## start TEXT BLOCK

Decode a JSON file-like object or string.

The following doctest is probably pointless as documentation. It is here so json-delta can claim 100% code coverage for its test suite!

>>> try:
...     from StringIO import StringIO
... except ImportError:
...     from io import StringIO
>>> foo = '[]'
>>> decode_json(foo)
[]
>>> decode_json(StringIO(foo))
[]
json_delta._util.decode_udiff(file_or_str)

Decode a file-like object or bytestring udiff into a unicode string.

The udiff may be encoded in UTF-8, -16 or -32 (with or without BOM):

>>> udiff = u'- true\n+ false'
>>> decode_udiff(udiff.encode('utf_32_be')) == udiff
True
>>> try:
...     from StringIO import StringIO
... except ImportError:
...     from io import BytesIO as StringIO
>>> decode_udiff(StringIO(udiff.encode('utf-8-sig'))) == udiff
True

An empty string is a valid udiff; this function will convert it to a unicode string:

>>> decode_udiff(b'') == u''
True

The function is idempotent: if you pass it a unicode string, it will be returned unmodified:

>>> decode_udiff(udiff) is udiff
True

If you pass it a non-empty bytestring that cannot be interpreted as beginning with ' ', '+', '-' or a BOM in any encoding, a ValueError is raised:

>>> decode_udiff(b':-)')

## end TEXT BLOCK
## start RECORD EXCERPTS

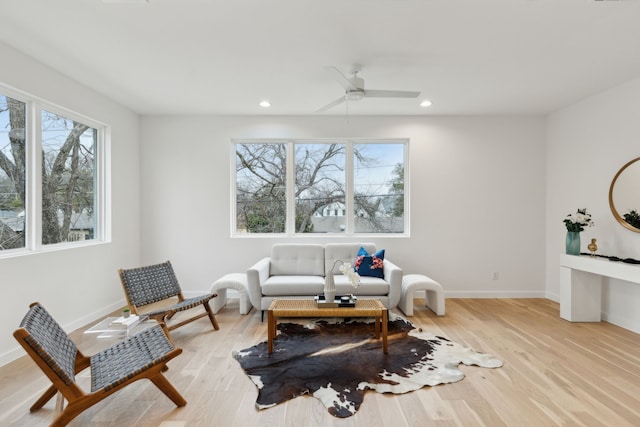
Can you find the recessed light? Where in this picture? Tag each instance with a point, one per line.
(125, 1)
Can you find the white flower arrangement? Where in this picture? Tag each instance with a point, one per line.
(578, 220)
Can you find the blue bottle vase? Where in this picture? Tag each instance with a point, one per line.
(573, 242)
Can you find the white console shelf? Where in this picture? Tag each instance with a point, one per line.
(581, 284)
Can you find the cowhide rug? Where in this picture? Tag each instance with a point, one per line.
(337, 362)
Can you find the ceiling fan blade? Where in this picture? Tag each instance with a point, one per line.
(331, 104)
(390, 94)
(342, 79)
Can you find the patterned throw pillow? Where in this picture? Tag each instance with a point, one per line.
(370, 265)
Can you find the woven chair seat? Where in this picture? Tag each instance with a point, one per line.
(117, 364)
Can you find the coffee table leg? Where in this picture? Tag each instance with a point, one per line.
(271, 331)
(385, 324)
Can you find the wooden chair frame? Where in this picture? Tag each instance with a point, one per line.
(155, 283)
(58, 357)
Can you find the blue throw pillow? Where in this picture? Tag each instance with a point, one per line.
(370, 265)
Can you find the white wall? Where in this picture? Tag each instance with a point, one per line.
(587, 143)
(477, 197)
(75, 285)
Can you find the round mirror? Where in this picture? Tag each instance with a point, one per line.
(624, 195)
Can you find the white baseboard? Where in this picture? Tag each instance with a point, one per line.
(490, 294)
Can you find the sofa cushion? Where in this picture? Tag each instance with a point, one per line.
(372, 286)
(289, 285)
(297, 259)
(370, 264)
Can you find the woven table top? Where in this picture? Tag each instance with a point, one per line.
(309, 308)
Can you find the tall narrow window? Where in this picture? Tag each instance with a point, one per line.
(52, 176)
(379, 188)
(12, 173)
(68, 179)
(260, 188)
(319, 187)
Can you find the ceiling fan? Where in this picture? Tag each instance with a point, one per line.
(354, 89)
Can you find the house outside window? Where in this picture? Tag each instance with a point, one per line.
(302, 187)
(51, 176)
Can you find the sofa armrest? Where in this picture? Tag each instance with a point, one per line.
(393, 276)
(256, 276)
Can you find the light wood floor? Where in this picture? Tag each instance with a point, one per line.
(555, 373)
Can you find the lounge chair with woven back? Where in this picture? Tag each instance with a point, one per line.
(157, 284)
(143, 355)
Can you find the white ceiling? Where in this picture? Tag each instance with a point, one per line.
(224, 56)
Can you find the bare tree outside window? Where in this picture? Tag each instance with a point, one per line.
(68, 176)
(322, 201)
(320, 184)
(12, 172)
(260, 188)
(379, 188)
(68, 179)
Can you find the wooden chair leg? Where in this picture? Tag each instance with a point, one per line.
(168, 389)
(42, 400)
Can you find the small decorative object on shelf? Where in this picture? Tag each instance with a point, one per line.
(339, 301)
(575, 223)
(632, 218)
(124, 323)
(329, 282)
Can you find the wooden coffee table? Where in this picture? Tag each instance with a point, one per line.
(309, 308)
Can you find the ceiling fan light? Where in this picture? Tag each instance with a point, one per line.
(354, 95)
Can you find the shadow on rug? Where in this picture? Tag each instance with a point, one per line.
(338, 362)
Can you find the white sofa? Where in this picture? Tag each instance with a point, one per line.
(296, 270)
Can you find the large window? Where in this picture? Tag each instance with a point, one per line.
(51, 182)
(333, 186)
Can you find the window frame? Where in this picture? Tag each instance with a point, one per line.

## end RECORD EXCERPTS

= REQUIRED ACTIONS =
(1) Print the part of the json-delta documentation between "The following doctest" and "a unicode string.", inclusive.
(2) In the json-delta documentation, what error does decode_udiff raise when given a non-empty bytestring that cannot be interpreted as beginning with ' ', '+', '-' or a BOM in any encoding?
(3) Write the next part of the json-delta documentation, picking up from its last line.
The entries come from a separate source unrelated to the json-delta documentation.

= ANSWERS FOR THIS EXERCISE =
(1)
The following doctest is probably pointless as documentation. It is here so json-delta can claim 100% code coverage for its test suite!

>>> try:
...     from StringIO import StringIO
... except ImportError:
...     from io import StringIO
>>> foo = '[]'
>>> decode_json(foo)
[]
>>> decode_json(StringIO(foo))
[]
json_delta._util.decode_udiff(file_or_str)

Decode a file-like object or bytestring udiff into a unicode string.

(2) A ValueError.

(3)
Traceback (most recent call last):
    ...
ValueError: String does not begin with any of the specified start chars.
json_delta._util.follow_path(struc, path)

Retrieve the value found at the key-path path within struc.

json_delta._util.in_array(key, accept_None=False)

Should the keypath key point at a JSON array ([])?

Works by testing whether key[-1] is an int or (where appropriate) long:

>>> in_array([u'bar', 16])
True
>>> import sys
>>> sys.version >= '3' or eval("in_array([u'foo', 94L])")
True

Returns False if key addresses a non-array object…

>>> in_array(["foo"])
False
>>> in_array([u'bar'])
False

…or if key == [] (as in that case there’s no way of knowing whether key addresses an object or an array).

>>> in_array([])
False

If the accept_None flag is set, this function will not raise a ValueError if key[-1] is None (keypaths of this form are used by key_tracker(), to signal points within a JSON string where a new object key is expected, but not yet found).

>>> in_array([None])
Traceback (most recent call last):
    ...
ValueError: keypath elements must be instances of str, unicode, int or long,
    not NoneType (key[0] == None)
>>> in_array([None], True)
False
>>> in_array([None], accept_None=True)
False

Otherwise, a ValueError is raised if key is not a valid keypath:

>>> keypath = [{str("spam"): str("spam")}, "pickled eggs and spam", 7]
>>> in_array(keypath)
Traceback (most recent call last):
    ...
ValueError: keypath elements must be instances of str, unicode, int or long,
    not dict (key[0] == {'spam': 'spam'})
json_delta._util.in_object(key, accept_None=False)

Should the keypath key point at a JSON object ({})?

Works by testing whether key[-1] is a string or (where appropriate) unicode():

>>> in_object(["foo"])
True
>>> in_object([u'bar'])
True

Returns False if key addresses an array…

>>> in_object([u'bar', 16])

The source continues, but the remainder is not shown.